** start of Source material **

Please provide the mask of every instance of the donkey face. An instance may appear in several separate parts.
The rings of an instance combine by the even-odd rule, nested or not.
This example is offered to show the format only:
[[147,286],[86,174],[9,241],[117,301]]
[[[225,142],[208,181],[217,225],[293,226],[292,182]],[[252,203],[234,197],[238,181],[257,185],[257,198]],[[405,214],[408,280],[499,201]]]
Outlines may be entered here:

** end of Source material **
** start of Source material **

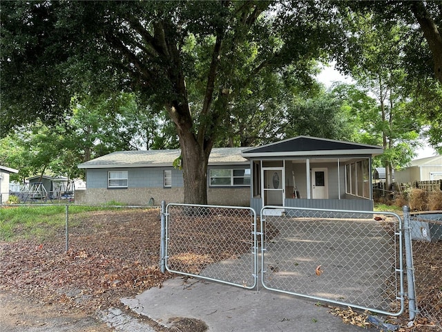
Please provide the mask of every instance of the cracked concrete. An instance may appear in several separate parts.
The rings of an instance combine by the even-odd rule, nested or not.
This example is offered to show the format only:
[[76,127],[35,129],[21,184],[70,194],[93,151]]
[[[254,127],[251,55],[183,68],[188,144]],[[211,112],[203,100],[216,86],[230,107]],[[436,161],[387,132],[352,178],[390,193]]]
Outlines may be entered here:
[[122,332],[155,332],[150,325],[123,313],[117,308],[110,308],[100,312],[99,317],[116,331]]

** end of Source material **
** start of Source material **

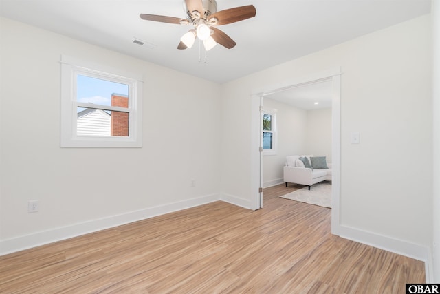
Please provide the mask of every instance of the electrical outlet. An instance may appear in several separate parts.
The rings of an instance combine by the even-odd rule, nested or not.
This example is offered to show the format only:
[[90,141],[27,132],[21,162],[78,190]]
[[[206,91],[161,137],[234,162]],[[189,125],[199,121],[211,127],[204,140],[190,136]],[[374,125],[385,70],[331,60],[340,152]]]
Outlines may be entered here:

** end of Source material **

→ **Task to carry out**: Gather every line of the records that contains the word "parts".

→ **Output**:
Please provide the mask of every instance of the donkey face. An instance may appear in several separate parts.
Please provide the mask of every instance of the cracked concrete. An instance may appear in several separate parts.
Please provide the mask of every instance of the electrical outlet. An instance may appear in several separate parts.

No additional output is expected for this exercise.